* Given instruction
Copy out the entries below, unchanged, starting with the line containing "Would you be able to determine the whereabouts of the gray" and ending with the line containing "[765,304,895,625]", including both of those lines.

* Listed entries
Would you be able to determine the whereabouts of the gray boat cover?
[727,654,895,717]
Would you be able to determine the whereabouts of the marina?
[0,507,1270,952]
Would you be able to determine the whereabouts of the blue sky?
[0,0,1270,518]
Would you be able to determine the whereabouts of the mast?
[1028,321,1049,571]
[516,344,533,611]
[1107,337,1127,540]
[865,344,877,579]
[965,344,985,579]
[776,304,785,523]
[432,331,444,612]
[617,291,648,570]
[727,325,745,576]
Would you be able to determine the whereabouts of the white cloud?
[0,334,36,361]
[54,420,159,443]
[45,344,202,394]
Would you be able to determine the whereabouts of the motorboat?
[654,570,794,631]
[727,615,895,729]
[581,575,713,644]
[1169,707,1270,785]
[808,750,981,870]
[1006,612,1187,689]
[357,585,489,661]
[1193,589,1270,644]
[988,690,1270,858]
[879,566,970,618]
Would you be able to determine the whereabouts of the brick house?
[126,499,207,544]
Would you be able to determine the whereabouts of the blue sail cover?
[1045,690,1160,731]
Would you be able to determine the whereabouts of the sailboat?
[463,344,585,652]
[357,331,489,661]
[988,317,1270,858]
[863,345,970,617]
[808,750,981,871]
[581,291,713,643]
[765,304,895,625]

--

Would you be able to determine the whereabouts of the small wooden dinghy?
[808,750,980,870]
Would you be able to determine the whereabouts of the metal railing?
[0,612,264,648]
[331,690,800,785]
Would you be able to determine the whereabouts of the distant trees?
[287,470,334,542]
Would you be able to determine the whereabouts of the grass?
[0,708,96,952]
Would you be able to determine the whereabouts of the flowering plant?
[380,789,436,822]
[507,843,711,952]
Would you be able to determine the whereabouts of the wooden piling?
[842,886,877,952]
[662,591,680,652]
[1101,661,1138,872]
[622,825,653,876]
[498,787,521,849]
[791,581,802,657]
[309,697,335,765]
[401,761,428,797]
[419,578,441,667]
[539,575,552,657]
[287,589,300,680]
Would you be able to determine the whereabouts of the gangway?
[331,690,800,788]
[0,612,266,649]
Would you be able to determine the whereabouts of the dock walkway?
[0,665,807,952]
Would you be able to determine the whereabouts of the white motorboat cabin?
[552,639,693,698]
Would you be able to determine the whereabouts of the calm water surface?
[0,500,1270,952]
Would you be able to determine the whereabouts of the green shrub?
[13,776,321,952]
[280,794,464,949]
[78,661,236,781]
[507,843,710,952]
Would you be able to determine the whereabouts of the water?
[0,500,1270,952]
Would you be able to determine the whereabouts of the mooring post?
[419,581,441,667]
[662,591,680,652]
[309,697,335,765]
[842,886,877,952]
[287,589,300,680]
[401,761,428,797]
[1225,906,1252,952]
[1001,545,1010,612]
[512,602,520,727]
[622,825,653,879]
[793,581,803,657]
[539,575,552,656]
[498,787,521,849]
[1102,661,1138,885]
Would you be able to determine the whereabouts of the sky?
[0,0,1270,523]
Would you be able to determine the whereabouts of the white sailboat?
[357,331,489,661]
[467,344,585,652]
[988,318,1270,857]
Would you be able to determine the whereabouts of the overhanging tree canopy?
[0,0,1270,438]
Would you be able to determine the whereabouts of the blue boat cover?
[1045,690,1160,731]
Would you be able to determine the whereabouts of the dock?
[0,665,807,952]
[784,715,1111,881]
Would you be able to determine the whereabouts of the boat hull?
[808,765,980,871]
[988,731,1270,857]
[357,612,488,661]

---

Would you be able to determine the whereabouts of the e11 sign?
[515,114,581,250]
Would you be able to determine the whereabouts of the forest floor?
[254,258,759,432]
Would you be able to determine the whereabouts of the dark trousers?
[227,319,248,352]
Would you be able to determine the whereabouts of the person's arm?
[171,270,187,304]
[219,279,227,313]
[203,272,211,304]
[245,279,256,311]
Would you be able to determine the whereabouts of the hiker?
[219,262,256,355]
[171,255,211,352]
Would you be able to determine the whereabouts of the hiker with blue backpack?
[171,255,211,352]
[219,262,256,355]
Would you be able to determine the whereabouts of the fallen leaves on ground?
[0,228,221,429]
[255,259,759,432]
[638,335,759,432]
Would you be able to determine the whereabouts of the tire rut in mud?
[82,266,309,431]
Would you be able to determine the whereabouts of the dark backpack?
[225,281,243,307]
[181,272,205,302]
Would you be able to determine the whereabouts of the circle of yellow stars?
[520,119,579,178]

* Answer to the task
Would you be able to determine the whereabouts of the gray boat cover?
[727,654,895,717]
Would you be able to determine the whereabouts of the marina?
[0,507,1270,952]
Would you be able to determine the whereabouts of the blue sky?
[0,0,1270,518]
Would you be able to determine the whereabouts of the mast?
[1028,321,1049,571]
[516,344,533,611]
[1107,337,1127,540]
[865,344,877,579]
[965,344,985,579]
[776,304,785,523]
[432,331,444,612]
[617,291,648,570]
[727,325,745,576]
Would you be able to determine the whereabouts of the white cloud?
[0,334,36,361]
[54,420,159,443]
[45,344,202,394]
Would you be able to determine the whereabouts of the motorboat?
[654,570,794,631]
[727,615,895,729]
[581,575,713,644]
[1169,707,1270,785]
[808,750,981,870]
[1006,612,1187,689]
[357,585,489,661]
[1193,589,1270,644]
[988,690,1270,858]
[879,566,970,618]
Would you be able to determine the whereabouts of the brick house?
[126,499,207,544]
Would you be able to determine the whereabouts of the blue sail cover?
[1045,690,1160,731]
Would you be able to determine the whereabouts of the sailboat?
[463,344,585,652]
[357,331,489,661]
[988,317,1270,858]
[863,345,970,617]
[808,750,981,871]
[581,291,713,643]
[765,304,895,625]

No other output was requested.